→ TASK BRIEF
Present the data once more in exactly its original form.

→ DATA ENTRIES

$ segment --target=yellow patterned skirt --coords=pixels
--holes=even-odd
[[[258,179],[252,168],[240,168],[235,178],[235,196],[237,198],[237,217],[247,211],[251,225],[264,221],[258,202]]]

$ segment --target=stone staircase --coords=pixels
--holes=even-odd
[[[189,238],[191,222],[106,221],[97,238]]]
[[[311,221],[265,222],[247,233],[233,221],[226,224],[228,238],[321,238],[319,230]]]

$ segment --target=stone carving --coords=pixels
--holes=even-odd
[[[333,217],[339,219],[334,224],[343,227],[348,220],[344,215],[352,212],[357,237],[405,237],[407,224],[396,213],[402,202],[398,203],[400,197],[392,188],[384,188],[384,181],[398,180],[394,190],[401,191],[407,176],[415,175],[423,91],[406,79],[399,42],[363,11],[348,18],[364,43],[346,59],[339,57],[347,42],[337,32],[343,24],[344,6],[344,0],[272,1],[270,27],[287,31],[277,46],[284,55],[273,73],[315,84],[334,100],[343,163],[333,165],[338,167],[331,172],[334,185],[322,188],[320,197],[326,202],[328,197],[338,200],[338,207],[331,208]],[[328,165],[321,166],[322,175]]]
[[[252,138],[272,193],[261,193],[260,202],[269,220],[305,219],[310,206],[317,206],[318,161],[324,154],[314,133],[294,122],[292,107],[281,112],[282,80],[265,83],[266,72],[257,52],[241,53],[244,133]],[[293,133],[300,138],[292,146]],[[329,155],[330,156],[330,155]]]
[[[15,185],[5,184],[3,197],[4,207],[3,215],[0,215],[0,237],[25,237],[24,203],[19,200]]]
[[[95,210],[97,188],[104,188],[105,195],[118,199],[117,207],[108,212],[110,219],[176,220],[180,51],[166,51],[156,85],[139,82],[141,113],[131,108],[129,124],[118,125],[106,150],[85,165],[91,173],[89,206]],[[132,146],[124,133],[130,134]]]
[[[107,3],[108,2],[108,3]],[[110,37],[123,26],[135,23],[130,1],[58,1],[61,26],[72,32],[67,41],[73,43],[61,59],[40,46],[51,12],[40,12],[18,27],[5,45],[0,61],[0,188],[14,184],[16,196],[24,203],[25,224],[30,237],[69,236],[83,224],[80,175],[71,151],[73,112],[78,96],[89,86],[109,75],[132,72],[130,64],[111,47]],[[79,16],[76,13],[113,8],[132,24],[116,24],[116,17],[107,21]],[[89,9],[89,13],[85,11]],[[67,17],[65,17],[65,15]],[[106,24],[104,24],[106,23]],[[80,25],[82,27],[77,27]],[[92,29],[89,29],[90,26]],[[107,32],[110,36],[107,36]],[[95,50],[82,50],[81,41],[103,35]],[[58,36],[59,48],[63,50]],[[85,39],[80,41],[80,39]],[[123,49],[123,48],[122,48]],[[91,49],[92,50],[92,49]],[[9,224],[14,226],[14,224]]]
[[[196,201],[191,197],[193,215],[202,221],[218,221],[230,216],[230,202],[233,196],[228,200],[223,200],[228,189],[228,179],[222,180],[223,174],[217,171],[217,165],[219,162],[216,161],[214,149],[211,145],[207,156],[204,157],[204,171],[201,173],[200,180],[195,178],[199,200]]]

→ ANSWER TO THE PROBLEM
$ segment --target=yellow patterned skirt --coords=pixels
--holes=even-odd
[[[258,179],[252,168],[240,168],[235,178],[235,196],[237,198],[237,217],[247,211],[251,225],[264,221],[258,202]]]

$ segment --target=stone staircase --coords=pixels
--holes=even-odd
[[[189,238],[191,222],[106,221],[97,238]]]
[[[311,221],[265,222],[247,233],[233,221],[226,224],[228,238],[321,238],[319,230]]]

$ segment --target=stone carving --coords=pixels
--holes=even-odd
[[[333,217],[339,219],[334,224],[343,227],[348,220],[344,215],[352,212],[357,237],[405,237],[407,224],[396,213],[402,202],[398,203],[400,197],[392,188],[384,188],[384,181],[398,180],[394,190],[401,191],[407,176],[415,175],[423,91],[406,79],[399,42],[363,11],[348,18],[364,43],[346,59],[339,57],[347,42],[337,32],[343,24],[344,6],[344,0],[272,1],[270,27],[287,31],[277,46],[284,55],[273,73],[315,84],[334,100],[343,163],[333,165],[338,167],[331,172],[334,185],[322,188],[320,197],[326,202],[328,197],[338,200],[338,207],[331,208]],[[328,165],[321,166],[322,175]]]
[[[252,138],[272,193],[261,193],[260,202],[269,220],[305,219],[310,206],[317,206],[318,161],[324,154],[314,133],[294,122],[292,107],[281,112],[282,80],[265,83],[266,72],[257,52],[241,53],[244,133]],[[293,133],[300,138],[292,146]],[[329,155],[330,156],[330,155]]]
[[[15,185],[5,184],[3,197],[4,207],[3,215],[0,215],[0,237],[25,237],[24,203],[19,200]]]
[[[95,210],[97,188],[104,188],[105,195],[118,199],[117,207],[108,212],[110,219],[176,220],[180,51],[166,51],[156,85],[139,82],[141,113],[131,108],[129,124],[118,125],[106,150],[85,165],[91,173],[89,206]],[[132,146],[124,133],[130,134]]]
[[[107,3],[108,2],[108,3]],[[110,37],[123,26],[135,23],[130,1],[58,1],[61,26],[72,32],[67,41],[73,43],[61,59],[40,46],[51,12],[40,12],[18,27],[5,45],[0,61],[0,188],[14,184],[16,196],[24,203],[25,224],[30,237],[69,236],[83,224],[80,175],[71,151],[73,112],[78,96],[89,86],[109,75],[132,72],[130,64],[111,47]],[[79,16],[76,13],[113,8],[132,24],[116,24],[116,17],[107,21]],[[89,9],[89,13],[85,11]],[[67,17],[65,17],[65,15]],[[106,24],[104,24],[106,23]],[[80,25],[82,27],[77,27]],[[92,29],[89,29],[90,26]],[[107,32],[110,36],[107,36]],[[95,50],[82,50],[81,41],[103,35]],[[58,36],[59,48],[63,50]],[[85,39],[80,41],[80,39]],[[123,49],[123,48],[122,48]],[[91,49],[92,50],[92,49]],[[9,224],[14,226],[14,224]]]
[[[196,201],[191,197],[193,215],[202,221],[218,221],[230,216],[230,202],[233,196],[228,200],[223,200],[228,189],[228,179],[222,180],[223,174],[217,171],[217,165],[219,162],[216,161],[214,149],[211,145],[207,156],[204,157],[204,171],[201,173],[200,180],[195,178],[199,200]]]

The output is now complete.